**GOAL:**
Write out the line with "[locate] blue sky" and every later line through the end of the data below, exactly as given, with no pictures in the copy.

— BEGIN EXERCISE MATERIALS —

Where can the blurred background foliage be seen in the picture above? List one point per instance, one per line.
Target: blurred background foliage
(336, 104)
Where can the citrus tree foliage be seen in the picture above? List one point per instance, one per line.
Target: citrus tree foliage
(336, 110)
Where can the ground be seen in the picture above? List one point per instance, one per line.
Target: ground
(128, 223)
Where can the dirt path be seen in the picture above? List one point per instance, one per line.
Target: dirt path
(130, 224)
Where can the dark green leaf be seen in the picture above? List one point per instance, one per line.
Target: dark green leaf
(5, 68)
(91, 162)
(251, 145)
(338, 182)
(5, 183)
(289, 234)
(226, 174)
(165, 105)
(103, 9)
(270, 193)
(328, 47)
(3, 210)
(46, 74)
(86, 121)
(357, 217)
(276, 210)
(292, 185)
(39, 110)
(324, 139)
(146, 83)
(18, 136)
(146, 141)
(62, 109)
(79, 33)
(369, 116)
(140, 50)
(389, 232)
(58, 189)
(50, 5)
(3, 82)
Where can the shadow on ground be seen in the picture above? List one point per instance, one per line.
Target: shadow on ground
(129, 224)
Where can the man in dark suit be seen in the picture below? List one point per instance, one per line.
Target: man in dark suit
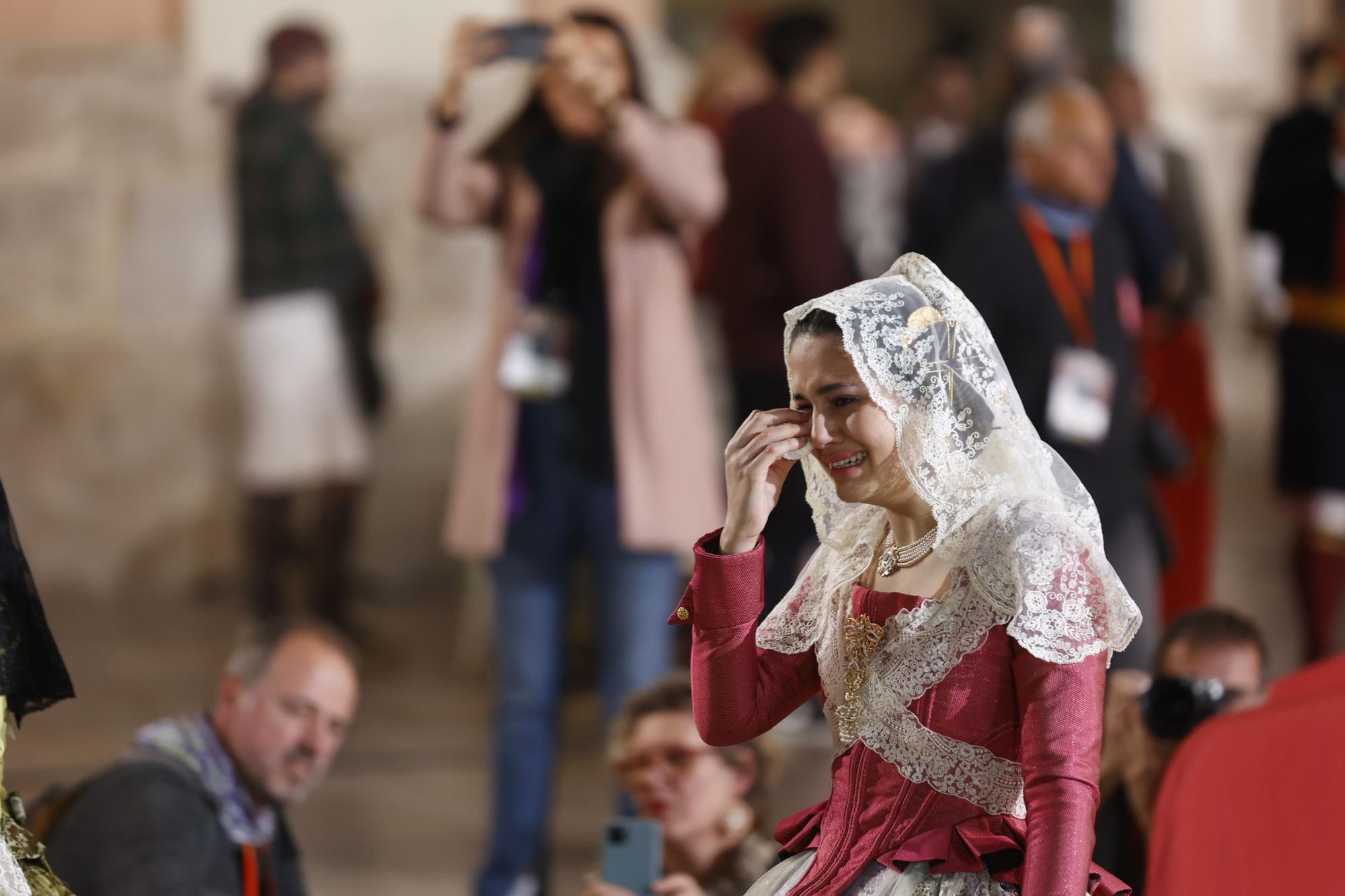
(1176, 352)
(1297, 214)
(1048, 267)
(779, 243)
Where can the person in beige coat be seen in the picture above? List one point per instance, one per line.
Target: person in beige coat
(590, 425)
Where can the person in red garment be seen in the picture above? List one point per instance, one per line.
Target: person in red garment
(958, 616)
(1223, 831)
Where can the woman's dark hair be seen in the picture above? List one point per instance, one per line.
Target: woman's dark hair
(294, 42)
(535, 122)
(817, 323)
(673, 694)
(789, 41)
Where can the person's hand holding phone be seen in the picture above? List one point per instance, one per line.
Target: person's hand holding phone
(465, 54)
(670, 885)
(754, 471)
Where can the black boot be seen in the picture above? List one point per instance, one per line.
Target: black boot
(267, 536)
(334, 536)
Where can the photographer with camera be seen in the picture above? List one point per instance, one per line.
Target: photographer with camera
(590, 425)
(1210, 661)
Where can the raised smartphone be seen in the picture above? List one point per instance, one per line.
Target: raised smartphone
(521, 41)
(633, 854)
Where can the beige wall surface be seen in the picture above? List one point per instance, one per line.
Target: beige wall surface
(88, 22)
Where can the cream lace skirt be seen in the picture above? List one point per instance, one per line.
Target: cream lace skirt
(303, 425)
(880, 880)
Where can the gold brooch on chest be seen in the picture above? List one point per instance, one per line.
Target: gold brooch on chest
(863, 637)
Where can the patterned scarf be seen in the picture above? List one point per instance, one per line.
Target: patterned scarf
(192, 741)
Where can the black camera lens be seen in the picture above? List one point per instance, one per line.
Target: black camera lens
(1174, 706)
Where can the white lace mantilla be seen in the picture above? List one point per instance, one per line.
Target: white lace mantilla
(880, 880)
(13, 880)
(1016, 525)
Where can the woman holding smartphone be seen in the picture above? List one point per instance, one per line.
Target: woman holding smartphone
(958, 616)
(590, 425)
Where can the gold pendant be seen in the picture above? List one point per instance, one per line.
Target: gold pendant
(861, 639)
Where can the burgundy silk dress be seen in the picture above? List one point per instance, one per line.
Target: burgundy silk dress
(1044, 716)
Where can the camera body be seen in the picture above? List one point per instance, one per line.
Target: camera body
(1174, 706)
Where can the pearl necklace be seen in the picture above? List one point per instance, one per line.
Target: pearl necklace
(895, 557)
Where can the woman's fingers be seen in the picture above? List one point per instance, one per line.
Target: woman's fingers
(762, 420)
(774, 454)
(773, 436)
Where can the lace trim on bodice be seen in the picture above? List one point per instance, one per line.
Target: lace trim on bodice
(917, 651)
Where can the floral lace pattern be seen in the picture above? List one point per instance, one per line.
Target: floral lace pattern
(1016, 525)
(879, 880)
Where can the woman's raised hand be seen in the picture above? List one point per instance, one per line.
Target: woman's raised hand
(465, 53)
(754, 471)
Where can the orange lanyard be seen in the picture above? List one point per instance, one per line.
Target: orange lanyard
(252, 873)
(1071, 284)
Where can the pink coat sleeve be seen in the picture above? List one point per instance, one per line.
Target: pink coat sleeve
(680, 163)
(739, 690)
(1061, 749)
(455, 189)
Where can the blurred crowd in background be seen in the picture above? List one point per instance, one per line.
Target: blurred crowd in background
(590, 452)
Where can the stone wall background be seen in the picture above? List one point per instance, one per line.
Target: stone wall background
(118, 409)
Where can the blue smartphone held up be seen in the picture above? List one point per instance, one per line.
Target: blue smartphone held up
(633, 854)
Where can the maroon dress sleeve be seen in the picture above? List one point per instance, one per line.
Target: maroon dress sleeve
(739, 690)
(1061, 749)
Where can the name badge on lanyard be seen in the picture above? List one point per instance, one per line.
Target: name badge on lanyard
(1083, 382)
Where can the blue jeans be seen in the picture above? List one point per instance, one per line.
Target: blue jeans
(566, 514)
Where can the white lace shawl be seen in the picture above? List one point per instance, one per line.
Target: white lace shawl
(1016, 525)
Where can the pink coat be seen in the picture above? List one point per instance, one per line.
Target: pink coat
(669, 458)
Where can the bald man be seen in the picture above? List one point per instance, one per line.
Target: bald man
(197, 805)
(1048, 267)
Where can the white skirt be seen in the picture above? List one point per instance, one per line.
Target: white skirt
(880, 880)
(302, 421)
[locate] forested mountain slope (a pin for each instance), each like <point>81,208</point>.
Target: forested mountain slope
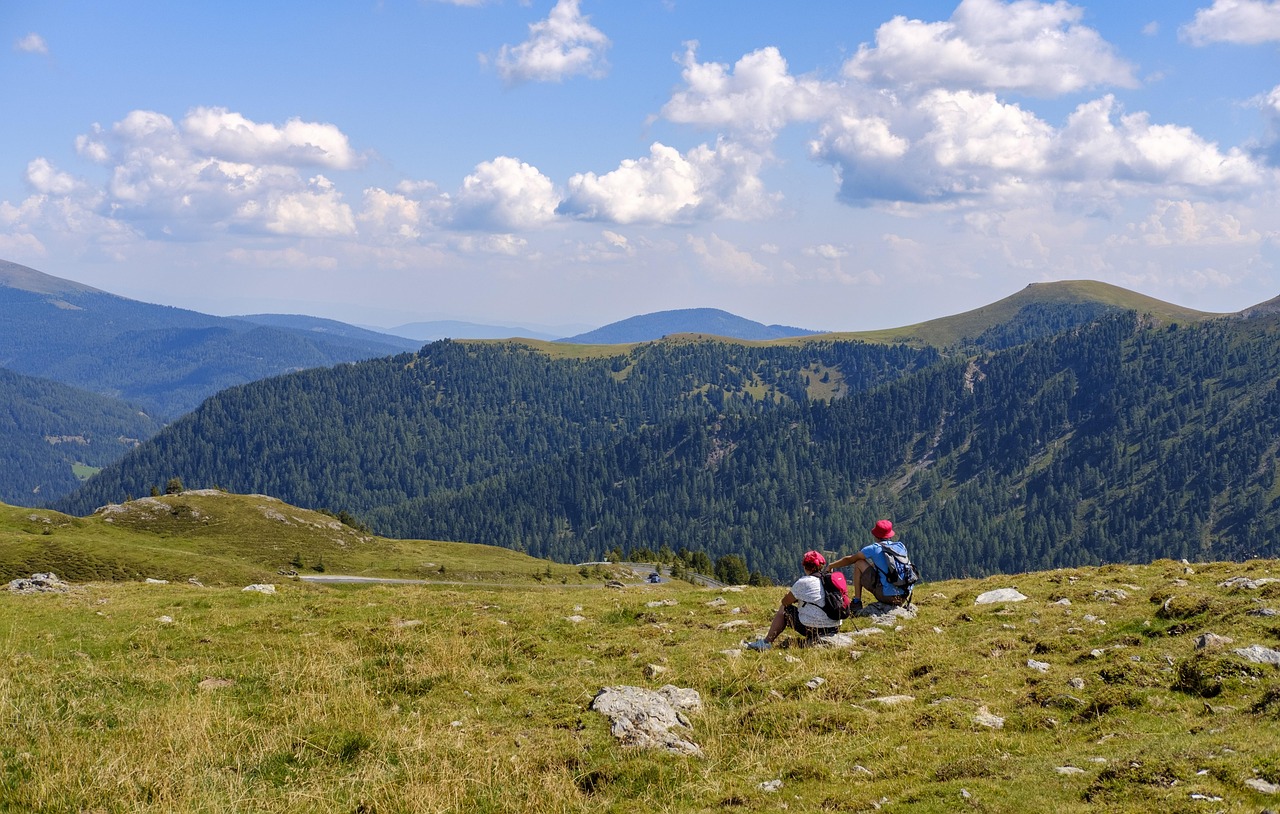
<point>1120,439</point>
<point>165,360</point>
<point>384,431</point>
<point>49,430</point>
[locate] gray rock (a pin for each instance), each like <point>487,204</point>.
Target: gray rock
<point>886,616</point>
<point>1212,641</point>
<point>986,718</point>
<point>1110,594</point>
<point>1258,654</point>
<point>645,718</point>
<point>891,700</point>
<point>1000,594</point>
<point>1247,584</point>
<point>39,584</point>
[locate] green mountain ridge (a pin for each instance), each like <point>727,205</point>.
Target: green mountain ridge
<point>219,538</point>
<point>163,359</point>
<point>1070,433</point>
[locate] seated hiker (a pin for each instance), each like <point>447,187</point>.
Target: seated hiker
<point>801,607</point>
<point>874,568</point>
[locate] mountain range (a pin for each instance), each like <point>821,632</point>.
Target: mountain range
<point>160,359</point>
<point>707,321</point>
<point>1063,428</point>
<point>156,362</point>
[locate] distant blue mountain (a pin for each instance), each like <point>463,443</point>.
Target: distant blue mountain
<point>394,343</point>
<point>712,321</point>
<point>161,359</point>
<point>453,329</point>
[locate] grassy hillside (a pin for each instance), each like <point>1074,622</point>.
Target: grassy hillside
<point>219,538</point>
<point>1089,695</point>
<point>951,329</point>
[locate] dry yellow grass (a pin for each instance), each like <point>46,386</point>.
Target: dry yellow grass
<point>476,699</point>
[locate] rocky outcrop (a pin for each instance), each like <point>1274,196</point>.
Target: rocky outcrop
<point>40,584</point>
<point>650,719</point>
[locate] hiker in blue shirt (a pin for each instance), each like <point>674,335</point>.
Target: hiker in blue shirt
<point>871,566</point>
<point>801,607</point>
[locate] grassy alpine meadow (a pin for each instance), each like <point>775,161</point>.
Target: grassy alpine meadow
<point>1092,694</point>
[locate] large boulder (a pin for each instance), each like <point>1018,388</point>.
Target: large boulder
<point>40,584</point>
<point>647,718</point>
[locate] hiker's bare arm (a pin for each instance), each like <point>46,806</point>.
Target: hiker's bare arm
<point>846,561</point>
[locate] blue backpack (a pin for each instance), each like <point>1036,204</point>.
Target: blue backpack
<point>897,571</point>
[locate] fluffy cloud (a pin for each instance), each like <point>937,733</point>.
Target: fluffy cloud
<point>758,95</point>
<point>315,211</point>
<point>726,261</point>
<point>1189,223</point>
<point>954,146</point>
<point>1247,22</point>
<point>1025,46</point>
<point>31,44</point>
<point>218,131</point>
<point>504,193</point>
<point>672,187</point>
<point>391,214</point>
<point>213,172</point>
<point>560,46</point>
<point>45,179</point>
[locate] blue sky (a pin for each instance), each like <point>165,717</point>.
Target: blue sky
<point>828,164</point>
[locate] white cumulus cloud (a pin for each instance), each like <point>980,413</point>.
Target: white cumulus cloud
<point>31,44</point>
<point>757,95</point>
<point>671,187</point>
<point>222,132</point>
<point>391,214</point>
<point>726,261</point>
<point>560,46</point>
<point>504,193</point>
<point>1032,47</point>
<point>1191,223</point>
<point>1246,22</point>
<point>214,170</point>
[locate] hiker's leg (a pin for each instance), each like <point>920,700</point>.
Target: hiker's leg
<point>864,576</point>
<point>777,625</point>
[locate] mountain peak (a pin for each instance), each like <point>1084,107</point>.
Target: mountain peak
<point>712,321</point>
<point>23,278</point>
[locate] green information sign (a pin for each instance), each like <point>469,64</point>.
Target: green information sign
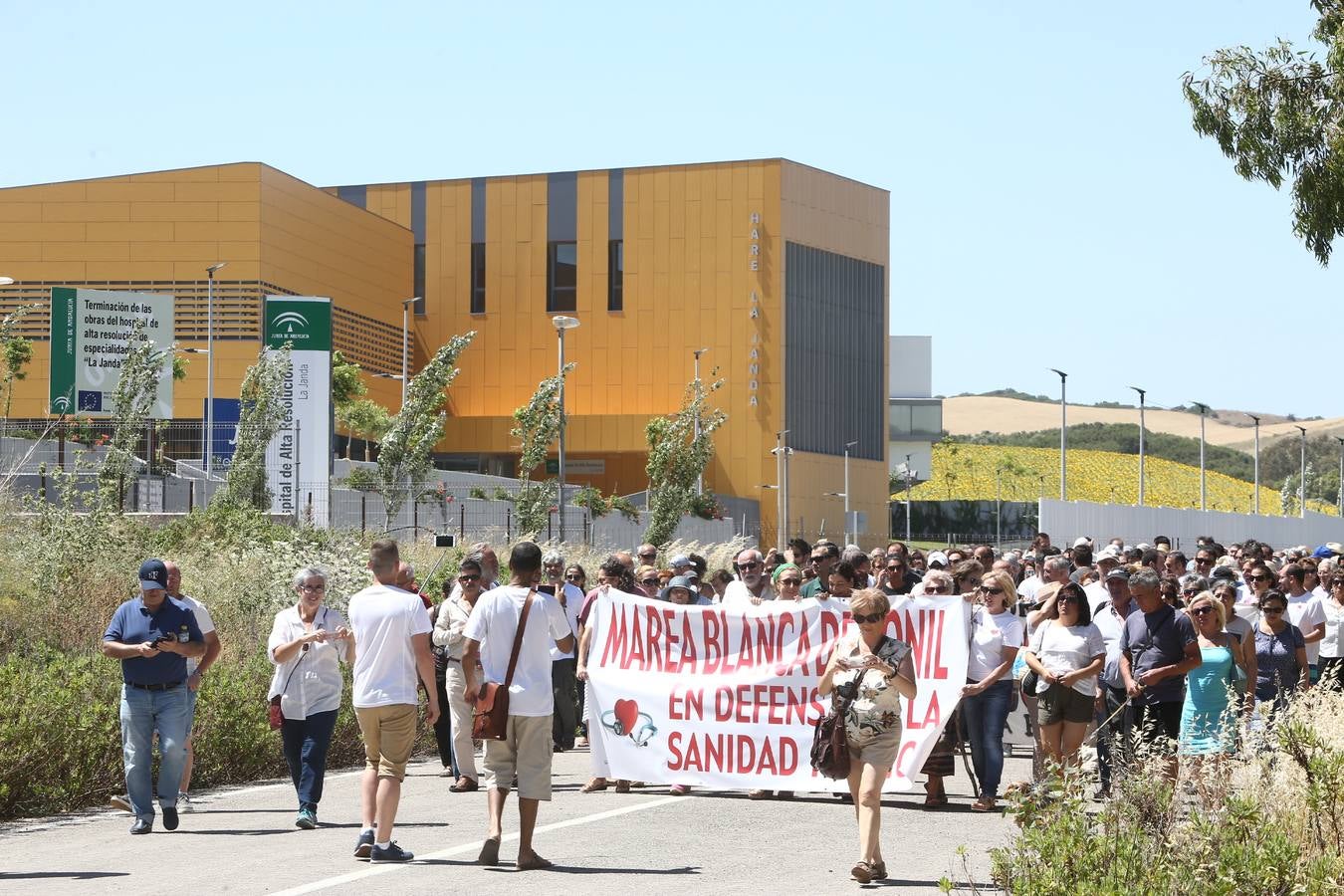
<point>303,322</point>
<point>91,336</point>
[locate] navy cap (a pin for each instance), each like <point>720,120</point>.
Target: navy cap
<point>153,573</point>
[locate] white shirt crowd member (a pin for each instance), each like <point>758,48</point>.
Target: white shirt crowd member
<point>311,683</point>
<point>384,619</point>
<point>500,608</point>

— END EXERCISE MATERIALS —

**ANSWER BELOW:**
[locate] blue sky (a pin for each instance), each like <point>165,717</point>.
Target: blue sky
<point>828,164</point>
[locate] white cumulus cloud (a pin for each instance), each like <point>980,413</point>.
Target: white cumulus cloud
<point>31,44</point>
<point>757,95</point>
<point>671,187</point>
<point>222,132</point>
<point>391,214</point>
<point>726,261</point>
<point>560,46</point>
<point>504,193</point>
<point>1032,47</point>
<point>1191,223</point>
<point>1246,22</point>
<point>214,170</point>
[locate] hiker's leg (a pin for each instance), each like <point>920,700</point>.
Target: hiker's leg
<point>864,576</point>
<point>777,625</point>
[locate] mountain peak (a pin for each instance), each like <point>1084,107</point>.
Target: mountain peak
<point>712,321</point>
<point>23,278</point>
[locate] green information sign (a pin for each instance), each like <point>469,64</point>.
Target: green information sign
<point>303,322</point>
<point>91,336</point>
[locate] navy cap (a pin for each instance), each like <point>720,120</point>.
Target: navy cap
<point>153,573</point>
[locate] white shirt crowd member (a pin for each instance), each like <point>758,48</point>.
Target: white shirt crowd member
<point>311,683</point>
<point>384,619</point>
<point>500,608</point>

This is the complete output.